== Directions ==
1 > Write out the passage on parenting and writing from "5. Inspiration works" up to and including "of other people.".
2 > List the stages of work on a book that the passage on parenting and writing says are each part of letting it go bit by bit.
3 > Carry the passage on parenting and writing further, beginning after its final sentence.

== Extract to read ==
  3. You are always preparing to let go. Though you don’t want to, you know you have to. As a parent, bringing up your child to be a decent human being, is preparation for letting them go. From the moment you first hold them in your arms, you are making decisions that will affect how they turn out. You encourage them to walk and talk and run and climb. You send them to pre-school and teach them how to hold a knife and fork. You do all of these things because you know that one day they will be standing on their own two feet. It’s the same with writing a book. When you first start it feels impossible that it will ever be developed enough to share with anyone. It’s a mountain to climb. Followed by another one. But every draft, every edit, every rewrite, every proofread are all part of letting it go bit by bit.
  4. You know you must work hard for the end result to have a positive impact on the world. You don’t want to raise an arsehole. You don’t want to inflict a spoiled brat on the world. You don’t want to create a selfish, mean or ignorant human. There are already enough of those! Raising decent kids is a lot of hard work. You have to say no a lot, and you have to explain why you are saying no. You have to distract them from the thing you are saying no about. You have to be inventive, creative, spontaneous, organised and heroic. Writing a book is similar. You might not aim to change the world, but surely you don’t want to make the world a worse place?
  5. Inspiration works both ways. My children and our lives together inspire my writing. I write for them and because of them. Our journey takes me outside of myself and later allows me to fully wallow inside of myself. They have made me a better person and I want to be that better person for them. Being a writer also inspires me as a parent and a human. Because I love writing, I am interested in humanity and in the stories that make up a society. I hope this makes me more empathetic as a person, as I try, time after time, to get into the heads of other people.

== Recorded information ==
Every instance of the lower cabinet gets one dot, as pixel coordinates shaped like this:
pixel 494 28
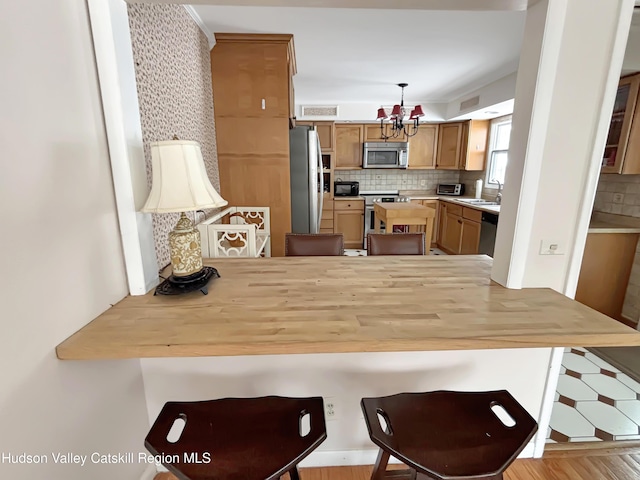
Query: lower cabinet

== Task responses ==
1 >
5. Inspiration works both ways. My children and our lives together inspire my writing. I write for them and because of them. Our journey takes me outside of myself and later allows me to fully wallow inside of myself. They have made me a better person and I want to be that better person for them. Being a writer also inspires me as a parent and a human. Because I love writing, I am interested in humanity and in the stories that make up a society. I hope this makes me more empathetic as a person, as I try, time after time, to get into the heads of other people.

2 > draft, edit, rewrite, proofread

3 >
  6. The work is never really over. You get to the top of the mountain, only to discover another one! The work is never over if you are a writer. There will always be another idea, another plot, another story to be told. The same applies to parenthood. They might fly the nest one day, but you are never going to stop worrying about them.
  7. But once it’s mostly done, you will have more time for the next project. When I go cold at the thought of my littlest one starting school, I remind myself how much more time I will have for other things, once he does. I can remember when my third child started school, I spent months dreading it and welling up at even the thought of it, and then, that summer, I started writing again. I had not written in years. But suddenly it was back and I needed it more than ever. I was suddenly excited. I had something just for me. I had a part of me back again! And the same thing applies to writing a book. You feel so many mixed emotions when you finally publish it, but what allows you to let go is the call of the next project, the next characters and so on. It keeps you excited.
  8. They will always be your baby. Kids grow up fast. They often move away from you before you are ready. Pulling their hand out of yours when they spot their friends. Saying they are too old for bedtime stories. It happens bit by bit. You watch them grow. You prepare to say goodbye. But even when they eventually leave home, just like the books you wrote, they will still be your babies. Forever. Nothing can change that.
  9. They came from inside of you. And I don’t just mean physically, although this is obviously true of both your children and your writing! I mean they were created and developed and matured with your thoughts, feelings, emotions and imagination. What is inside of you as a human, what makes you you, has had an influence on these offspring of yours.
  10. Creating them means you will live forever. Well, sort of. I like to think of it like this anyway. Passing your genes onto your children, as well as some of your experiences, stories, opinions, beliefs, means parts of you live on after you have died. The same could be said of writing books. Your words and therefore, parts of you and who you were, will continue to exist long after you do.